TAREFAS A FAZER:
• a. Imprima o trecho da página desde "As saídas encontradas" até "miséria para muitos.", inclusive.
• b. Segundo o trecho da página, quantos homens possuem hoje uma riqueza equivalente à de 50% da população mundial?

TRECHO DA PÁGINA:
_ _ _ _ _

A urgência de encarar a luta das mulheres como parte da luta contra o capitalismo.


Há um ano o Brasil passou por um golpe institucional contra o conjunto dos trabalhadores. De lá para cá, um governo golpista e aliado aos grandes capitalistas está à frente do país e implementa uma série de ataques aos direitos conquistados. Reformas e mais reformas são apresentadas como saídas para a profunda crise econômica que atinge o país, crise esta que não está isolada e sim diretamente ligada ao colapso da economia capitalista mundial, que se desenvolve desde 2008 e vem deixando sua marca profunda nas vidas da maior parte da população atingida por cortes de direitos, fim da aposentadoria e o aumento da miséria estrutural.
As saídas encontradas pelo grande capital respondem aos interesses de uma minoria que quer seguir lucrando, apesar da crise. Em todo o mundo, as diferenças sociais só aumentaram nos últimos anos e a concentração de renda nas mãos de poucos atingiu níveis nunca vistos antes, ao ponto em que hoje apenas oito homens possuem a riqueza equivalente a 50% da população mundial, ou seja, de 3,6 bilhões de pessoas[1]. Lucro para poucos e miséria para muitos.

_ _ _ _ _

Dados de referência apoiados em imagens
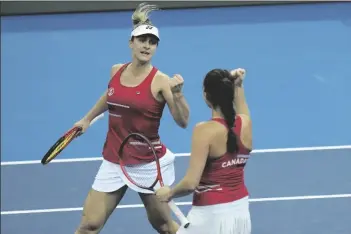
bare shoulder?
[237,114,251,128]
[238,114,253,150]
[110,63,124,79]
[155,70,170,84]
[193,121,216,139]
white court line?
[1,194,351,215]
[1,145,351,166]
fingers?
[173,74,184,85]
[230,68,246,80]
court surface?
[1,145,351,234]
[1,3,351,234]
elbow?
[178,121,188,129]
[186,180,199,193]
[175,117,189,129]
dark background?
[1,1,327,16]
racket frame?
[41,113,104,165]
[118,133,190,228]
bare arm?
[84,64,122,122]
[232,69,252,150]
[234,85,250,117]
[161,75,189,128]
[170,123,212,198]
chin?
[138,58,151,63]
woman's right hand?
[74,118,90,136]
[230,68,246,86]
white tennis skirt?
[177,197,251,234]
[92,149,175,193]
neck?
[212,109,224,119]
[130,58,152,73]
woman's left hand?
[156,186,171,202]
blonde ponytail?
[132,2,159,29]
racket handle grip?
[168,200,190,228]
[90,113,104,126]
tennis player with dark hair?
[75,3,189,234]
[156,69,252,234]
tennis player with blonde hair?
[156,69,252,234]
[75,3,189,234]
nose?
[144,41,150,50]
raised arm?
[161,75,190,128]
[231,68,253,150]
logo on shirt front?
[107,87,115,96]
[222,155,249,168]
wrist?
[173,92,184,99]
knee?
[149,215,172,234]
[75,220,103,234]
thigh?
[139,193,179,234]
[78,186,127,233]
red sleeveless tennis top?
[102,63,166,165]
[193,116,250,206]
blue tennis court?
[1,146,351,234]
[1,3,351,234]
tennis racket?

_ _ _ _ _

RESPOSTAS POR TAREFA:
• a.
As saídas encontradas pelo grande capital respondem aos interesses de uma minoria que quer seguir lucrando, apesar da crise. Em todo o mundo, as diferenças sociais só aumentaram nos últimos anos e a concentração de renda nas mãos de poucos atingiu níveis nunca vistos antes, ao ponto em que hoje apenas oito homens possuem a riqueza equivalente a 50% da população mundial, ou seja, de 3,6 bilhões de pessoas[1]. Lucro para poucos e miséria para muitos.

• b. Apenas oito homens.